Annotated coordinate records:
━━━━━━━━━━━━━━━━━━━━━━━━━━━━━━

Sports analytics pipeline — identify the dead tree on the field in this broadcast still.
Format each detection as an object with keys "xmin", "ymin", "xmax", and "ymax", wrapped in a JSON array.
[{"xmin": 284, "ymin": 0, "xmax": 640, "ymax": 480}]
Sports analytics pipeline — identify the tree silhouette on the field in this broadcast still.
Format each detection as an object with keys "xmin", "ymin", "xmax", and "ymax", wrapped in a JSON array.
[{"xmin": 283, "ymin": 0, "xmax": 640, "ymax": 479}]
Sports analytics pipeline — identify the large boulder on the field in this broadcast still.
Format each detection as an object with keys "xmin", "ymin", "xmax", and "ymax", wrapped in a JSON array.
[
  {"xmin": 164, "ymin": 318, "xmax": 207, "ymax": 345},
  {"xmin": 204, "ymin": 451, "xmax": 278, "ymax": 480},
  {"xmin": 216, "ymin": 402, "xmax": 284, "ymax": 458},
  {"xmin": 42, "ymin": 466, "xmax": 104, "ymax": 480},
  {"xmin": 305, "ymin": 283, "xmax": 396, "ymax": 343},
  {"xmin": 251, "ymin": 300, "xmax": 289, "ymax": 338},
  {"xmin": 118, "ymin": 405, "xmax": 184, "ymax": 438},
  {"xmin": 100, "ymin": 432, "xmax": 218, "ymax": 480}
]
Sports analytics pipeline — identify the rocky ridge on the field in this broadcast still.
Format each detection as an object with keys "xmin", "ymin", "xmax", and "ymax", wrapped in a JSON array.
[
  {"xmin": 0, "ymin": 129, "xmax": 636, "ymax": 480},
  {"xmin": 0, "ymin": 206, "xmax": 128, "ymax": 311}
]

━━━━━━━━━━━━━━━━━━━━━━━━━━━━━━

**Task to complete:**
Scale the records starting with the line containing "Sports analytics pipeline — identify the tree" and going on through the end of the records, both ends included. Reproduce every line, requests too, with each bounding-box coordinate in the answers multiplied by 0.3 and rounded to a whole number, halves rounding up.

**Full response:**
Sports analytics pipeline — identify the tree silhouette on the field in this broadcast still.
Format each detection as an object with keys "xmin", "ymin", "xmax", and "ymax", wrapped in a JSON array.
[{"xmin": 85, "ymin": 0, "xmax": 192, "ymax": 144}]
Sports analytics pipeline — identify the large boulder on the field in this broadcast still.
Format each detection as an object with keys "xmin", "ymin", "xmax", and "ymax", wrapped in a JSON array.
[
  {"xmin": 49, "ymin": 95, "xmax": 62, "ymax": 104},
  {"xmin": 61, "ymin": 135, "xmax": 83, "ymax": 144},
  {"xmin": 65, "ymin": 121, "xmax": 85, "ymax": 137},
  {"xmin": 13, "ymin": 140, "xmax": 31, "ymax": 144},
  {"xmin": 92, "ymin": 85, "xmax": 119, "ymax": 103},
  {"xmin": 75, "ymin": 90, "xmax": 87, "ymax": 101},
  {"xmin": 35, "ymin": 122, "xmax": 55, "ymax": 131},
  {"xmin": 30, "ymin": 130, "xmax": 65, "ymax": 144}
]
Sports analytics pipeline — identify the rocky ridge on the field in this broadcast still.
Format each detection as an object with keys "xmin", "ymin", "xmax", and "ymax", wrapped in a JSON array.
[
  {"xmin": 0, "ymin": 39, "xmax": 191, "ymax": 144},
  {"xmin": 0, "ymin": 62, "xmax": 38, "ymax": 93}
]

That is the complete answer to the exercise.